Source extract.
<<<<

I have a Luyben and they are nice lig - mine is very old though - probably from 1980. It has 4 "circles" that support the reed. Just like any lig, if you over tighten them you loose some of that vibrating capability - one thing that the Vandoren Klassik is hard to do.

I've been looking at the Vandy leather lig as an option, and more specifically using the metal plate instead of the 2 leather options it has. The leather i believe (as Roger attested) deadens the sound a bit. Which is what I don't like about my Rovners. I like the Klassik but i play test and reface soooo many mpcs that i want something quick and easy to put on and take off.

The Vandoren Masters comes to mind as a very nice lig, if not overly tightened and fairly cheap on ebay. The Vandy Optimum is also nice though I actually like the Masters better.

I've tried many mpcs including the Grabners that Roger mentioned. I actually prefer my 1930s Selmer HS*, a 1930s Buffet Evettine and a few other mpcs.

Just got back from vacation and found your question.

Happily, I have not noticed a loosening with my Klassik ligs. However, just in case the string does loosen over time I have a Klassik lig for each of my horns in reserve. Haven't needed them yet. I'm very impressed with how well Klassik ligs are made.

The Vandoren Masters is, indeed, a fine ligature. I'm still using one on bass clarinet. However, when I did a side-by-side comparison between the Masters and Klassik on clarinet and tenor the Klassik was most definitely my favorite.

Walter Grabner, Greg Smith, and Richard Hawkins clarinet mouthpieces can often be found on ebay going for pretty resonable prices. The trick is to learn about the mouthpieces -- each of the three mouthpiece makers have web sites and a lot has been written about their mouthpieces on the clarinet forum -- so you can have a good idea of what you're seeing in an ebay posting. Earlier this year I purchased a truly outstanding Greg Smith mouthpiece on ebay for around a hundred bucks. A new one is more than twice that amount. It can be helpful to have saved searches on ebay that send you an email alert when a new mouthpiece is posted. I have saved searches for Graber, Smith, Hawkins, and Morgan mouthpeces just to see what's out there.

>>>>

Point annotation material

<<<<

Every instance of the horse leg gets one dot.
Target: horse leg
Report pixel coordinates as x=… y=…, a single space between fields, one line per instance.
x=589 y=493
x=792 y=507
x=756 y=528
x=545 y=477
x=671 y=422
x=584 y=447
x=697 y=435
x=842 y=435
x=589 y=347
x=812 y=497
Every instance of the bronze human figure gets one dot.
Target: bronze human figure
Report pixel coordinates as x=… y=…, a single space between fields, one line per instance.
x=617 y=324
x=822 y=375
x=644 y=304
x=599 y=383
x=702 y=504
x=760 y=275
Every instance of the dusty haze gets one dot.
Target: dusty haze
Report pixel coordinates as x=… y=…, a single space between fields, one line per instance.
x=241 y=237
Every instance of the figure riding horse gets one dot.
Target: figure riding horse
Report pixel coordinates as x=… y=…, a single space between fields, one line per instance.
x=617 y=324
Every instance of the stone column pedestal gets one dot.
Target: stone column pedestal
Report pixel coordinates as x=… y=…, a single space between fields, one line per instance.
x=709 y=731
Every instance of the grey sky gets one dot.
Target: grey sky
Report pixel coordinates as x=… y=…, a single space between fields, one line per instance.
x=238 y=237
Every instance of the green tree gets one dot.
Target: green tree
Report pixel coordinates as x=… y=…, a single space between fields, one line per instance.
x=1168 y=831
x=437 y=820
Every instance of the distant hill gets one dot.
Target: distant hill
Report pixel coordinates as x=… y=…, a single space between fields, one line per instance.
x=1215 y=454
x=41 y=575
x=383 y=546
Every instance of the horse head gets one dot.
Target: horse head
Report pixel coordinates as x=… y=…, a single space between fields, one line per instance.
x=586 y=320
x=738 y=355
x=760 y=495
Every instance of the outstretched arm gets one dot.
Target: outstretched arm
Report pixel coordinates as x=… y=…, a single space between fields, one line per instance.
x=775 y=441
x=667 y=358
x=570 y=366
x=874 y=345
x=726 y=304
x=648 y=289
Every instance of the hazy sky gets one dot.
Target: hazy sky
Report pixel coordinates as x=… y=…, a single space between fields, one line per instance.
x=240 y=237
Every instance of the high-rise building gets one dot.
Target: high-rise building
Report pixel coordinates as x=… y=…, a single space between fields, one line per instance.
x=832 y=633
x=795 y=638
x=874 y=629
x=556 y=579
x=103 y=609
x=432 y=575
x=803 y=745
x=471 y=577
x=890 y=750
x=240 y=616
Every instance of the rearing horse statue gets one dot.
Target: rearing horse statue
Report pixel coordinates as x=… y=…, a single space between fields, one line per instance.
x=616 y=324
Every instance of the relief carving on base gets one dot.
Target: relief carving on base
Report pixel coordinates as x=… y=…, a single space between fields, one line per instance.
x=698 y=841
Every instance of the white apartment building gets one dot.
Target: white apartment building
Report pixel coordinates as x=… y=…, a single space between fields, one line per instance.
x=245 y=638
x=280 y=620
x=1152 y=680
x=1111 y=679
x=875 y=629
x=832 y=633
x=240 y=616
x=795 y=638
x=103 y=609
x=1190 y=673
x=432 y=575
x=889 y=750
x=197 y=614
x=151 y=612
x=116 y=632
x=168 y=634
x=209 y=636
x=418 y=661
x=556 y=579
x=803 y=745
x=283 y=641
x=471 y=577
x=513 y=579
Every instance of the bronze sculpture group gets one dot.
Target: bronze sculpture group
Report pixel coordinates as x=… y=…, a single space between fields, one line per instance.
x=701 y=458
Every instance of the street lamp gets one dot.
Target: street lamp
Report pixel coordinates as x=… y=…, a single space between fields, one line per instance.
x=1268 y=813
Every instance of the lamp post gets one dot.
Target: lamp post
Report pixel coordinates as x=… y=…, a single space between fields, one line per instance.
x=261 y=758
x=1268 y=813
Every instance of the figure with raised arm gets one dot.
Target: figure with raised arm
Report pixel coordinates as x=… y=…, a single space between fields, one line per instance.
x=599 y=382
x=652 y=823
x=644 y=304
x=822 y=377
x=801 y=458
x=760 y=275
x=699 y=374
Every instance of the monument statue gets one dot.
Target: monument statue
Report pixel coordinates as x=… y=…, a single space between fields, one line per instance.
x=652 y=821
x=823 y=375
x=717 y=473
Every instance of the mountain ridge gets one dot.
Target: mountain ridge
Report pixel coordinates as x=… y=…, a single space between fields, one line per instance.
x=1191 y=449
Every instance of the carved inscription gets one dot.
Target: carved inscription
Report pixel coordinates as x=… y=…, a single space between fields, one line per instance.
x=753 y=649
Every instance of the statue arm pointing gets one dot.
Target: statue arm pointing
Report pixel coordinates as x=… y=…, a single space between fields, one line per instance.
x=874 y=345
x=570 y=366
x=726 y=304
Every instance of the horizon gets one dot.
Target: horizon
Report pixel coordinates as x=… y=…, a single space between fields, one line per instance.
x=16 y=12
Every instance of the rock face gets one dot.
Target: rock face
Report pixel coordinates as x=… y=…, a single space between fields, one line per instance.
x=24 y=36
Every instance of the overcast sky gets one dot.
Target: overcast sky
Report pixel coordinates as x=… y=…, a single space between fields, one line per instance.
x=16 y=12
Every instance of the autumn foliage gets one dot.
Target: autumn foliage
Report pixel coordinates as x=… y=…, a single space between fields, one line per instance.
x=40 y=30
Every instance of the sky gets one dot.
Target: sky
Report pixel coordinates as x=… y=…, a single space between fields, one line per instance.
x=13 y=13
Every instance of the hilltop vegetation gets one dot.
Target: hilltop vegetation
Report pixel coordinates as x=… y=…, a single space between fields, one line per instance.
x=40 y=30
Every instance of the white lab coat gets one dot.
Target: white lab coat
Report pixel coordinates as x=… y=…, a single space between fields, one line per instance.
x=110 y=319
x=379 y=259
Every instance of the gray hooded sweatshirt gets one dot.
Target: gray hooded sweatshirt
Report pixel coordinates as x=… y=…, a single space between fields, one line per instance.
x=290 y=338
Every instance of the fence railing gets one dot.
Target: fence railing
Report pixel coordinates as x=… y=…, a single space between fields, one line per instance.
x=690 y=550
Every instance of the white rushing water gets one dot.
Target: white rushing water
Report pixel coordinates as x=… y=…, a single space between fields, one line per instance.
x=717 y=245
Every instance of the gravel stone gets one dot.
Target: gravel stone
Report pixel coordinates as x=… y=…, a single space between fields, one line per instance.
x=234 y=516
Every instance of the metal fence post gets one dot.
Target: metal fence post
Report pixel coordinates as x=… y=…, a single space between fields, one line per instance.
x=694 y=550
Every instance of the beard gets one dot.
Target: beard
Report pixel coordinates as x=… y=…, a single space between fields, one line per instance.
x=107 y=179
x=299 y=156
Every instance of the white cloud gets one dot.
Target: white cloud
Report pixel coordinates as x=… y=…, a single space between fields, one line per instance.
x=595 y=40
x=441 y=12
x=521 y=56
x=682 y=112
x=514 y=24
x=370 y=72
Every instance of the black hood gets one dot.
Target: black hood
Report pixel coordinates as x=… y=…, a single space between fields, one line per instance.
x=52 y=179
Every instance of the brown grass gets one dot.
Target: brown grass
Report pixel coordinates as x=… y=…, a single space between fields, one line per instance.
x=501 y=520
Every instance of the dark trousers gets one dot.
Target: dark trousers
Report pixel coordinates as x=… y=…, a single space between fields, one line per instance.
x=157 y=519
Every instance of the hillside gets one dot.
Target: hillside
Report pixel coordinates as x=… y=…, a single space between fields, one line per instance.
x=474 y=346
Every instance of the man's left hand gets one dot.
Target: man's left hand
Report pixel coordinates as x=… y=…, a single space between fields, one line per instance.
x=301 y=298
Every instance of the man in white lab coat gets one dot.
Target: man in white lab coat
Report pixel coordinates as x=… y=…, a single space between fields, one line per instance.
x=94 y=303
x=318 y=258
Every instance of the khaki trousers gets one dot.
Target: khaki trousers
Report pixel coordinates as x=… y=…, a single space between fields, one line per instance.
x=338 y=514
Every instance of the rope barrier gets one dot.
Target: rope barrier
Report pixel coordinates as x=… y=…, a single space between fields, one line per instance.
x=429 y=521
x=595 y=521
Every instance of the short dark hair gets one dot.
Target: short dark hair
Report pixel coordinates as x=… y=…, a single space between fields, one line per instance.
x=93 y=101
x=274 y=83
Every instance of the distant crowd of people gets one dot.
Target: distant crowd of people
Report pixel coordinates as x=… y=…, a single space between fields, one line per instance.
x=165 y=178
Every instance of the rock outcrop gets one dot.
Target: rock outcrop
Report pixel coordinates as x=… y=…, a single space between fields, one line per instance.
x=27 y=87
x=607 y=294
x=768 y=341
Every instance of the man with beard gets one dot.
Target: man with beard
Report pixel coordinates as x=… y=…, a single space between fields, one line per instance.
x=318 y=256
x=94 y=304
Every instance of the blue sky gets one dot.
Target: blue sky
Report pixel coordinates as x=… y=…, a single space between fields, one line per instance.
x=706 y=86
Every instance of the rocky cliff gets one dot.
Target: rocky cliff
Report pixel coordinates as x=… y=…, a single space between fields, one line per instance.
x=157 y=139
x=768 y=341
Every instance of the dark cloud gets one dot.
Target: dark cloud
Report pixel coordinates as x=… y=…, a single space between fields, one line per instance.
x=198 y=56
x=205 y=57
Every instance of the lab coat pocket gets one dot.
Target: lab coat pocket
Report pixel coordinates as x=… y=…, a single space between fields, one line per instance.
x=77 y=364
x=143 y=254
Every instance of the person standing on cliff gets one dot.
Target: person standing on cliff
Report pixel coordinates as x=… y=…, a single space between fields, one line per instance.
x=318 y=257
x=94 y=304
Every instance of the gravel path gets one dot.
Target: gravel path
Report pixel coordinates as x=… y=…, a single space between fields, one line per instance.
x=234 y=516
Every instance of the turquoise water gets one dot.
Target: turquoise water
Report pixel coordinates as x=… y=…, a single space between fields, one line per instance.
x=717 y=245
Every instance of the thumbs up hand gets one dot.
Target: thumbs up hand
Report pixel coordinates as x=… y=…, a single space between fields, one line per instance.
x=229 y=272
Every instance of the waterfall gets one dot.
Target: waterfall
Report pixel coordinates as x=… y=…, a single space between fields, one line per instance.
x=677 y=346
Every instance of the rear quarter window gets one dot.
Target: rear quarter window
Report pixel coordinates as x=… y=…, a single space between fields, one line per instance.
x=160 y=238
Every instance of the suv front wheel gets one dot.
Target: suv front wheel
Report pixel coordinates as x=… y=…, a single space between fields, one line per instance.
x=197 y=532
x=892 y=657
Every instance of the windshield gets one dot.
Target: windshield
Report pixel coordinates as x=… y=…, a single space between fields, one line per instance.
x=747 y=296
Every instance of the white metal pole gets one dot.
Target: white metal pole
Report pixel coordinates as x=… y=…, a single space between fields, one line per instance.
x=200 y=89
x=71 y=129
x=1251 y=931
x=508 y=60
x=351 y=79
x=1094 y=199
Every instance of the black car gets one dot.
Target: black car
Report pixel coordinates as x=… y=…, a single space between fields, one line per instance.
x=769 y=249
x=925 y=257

>>>>

Set task. In the ligature discussion, why does the first writer favor the metal plate over the two leather options on the Vandoren leather ligature? Answer in one to three sentences.

Response for this exercise. The writer believes that leather deadens the sound a bit, a point Roger also attested. That dullness is what the writer dislikes about their Rovner ligatures.